§ **TEXT TO READ**:

▽

Once settled I grabbed the fishing trolling rod and put the line out we ended up catching a small shark but we let him go and we did not get anything after that. We headed up around Anjo Point and through the passage where the tide pushed us along by plus 2 knots, we now had the tide with us all the way to Jar Island. After getting through the passage we turned SW towards Middle Rock, as we neared Middle Rock Peter called and gave us a course to steer 121⁰ magnetic and a waypoint to head to  (listed below). John on 'Murrundi' also gave the waypoints he uses which at the end of the day the two routes run parallel and are within a few metres of each other. As I have mentioned before a lot of the northern waters are either not surveyed or unsatisfactorily  surveyed, these places are not on or around main shipping channels so are low priority.
(This is where Middle Rock is located on the charts but it is not located there in reality it is hundreds of metres away from this point it is that far away it is hard to identify it.)
Waypoints for Middle Rock passage:
(1) 13⁰ 55.471'S - 126⁰ 23.627'E                   Steer 121⁰ magnetic from this waypoint.

△

§ **INFORMATION SUPPLIED**:
▽

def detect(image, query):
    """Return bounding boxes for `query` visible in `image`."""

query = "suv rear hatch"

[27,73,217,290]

△

§ **WORK INSTRUCTIONS**:
- 1) Condense the paragraph of the sailing log above that begins "Once settled I grabbed" into a short bulleted list of its main facts.
- 2) Set down, word for word, the stretch of the sailing log from "(This is where" through "from this waypoint.".

§ **RESPONSES**:
- 1)
- A trolling line was put out. A small shark was caught and released, and nothing else was caught after that.
- The boat went around Anjo Point and through the passage, where the tide pushed it along by plus 2 knots. The tide stayed favorable all the way to Jar Island.
- After the passage, the boat turned SW toward Middle Rock.
- Near Middle Rock, Peter called with a course of 121⁰ magnetic and a waypoint to head to.
- John on 'Murrundi' also gave his waypoints. The two routes run parallel, within a few meters of each other.
- Much of the northern waters are unsurveyed or unsatisfactorily surveyed, because they lie away from main shipping channels and are low priority.

- 2)
(This is where Middle Rock is located on the charts but it is not located there in reality it is hundreds of metres away from this point it is that far away it is hard to identify it.)
Waypoints for Middle Rock passage:
(1) 13⁰ 55.471'S - 126⁰ 23.627'E                   Steer 121⁰ magnetic from this waypoint.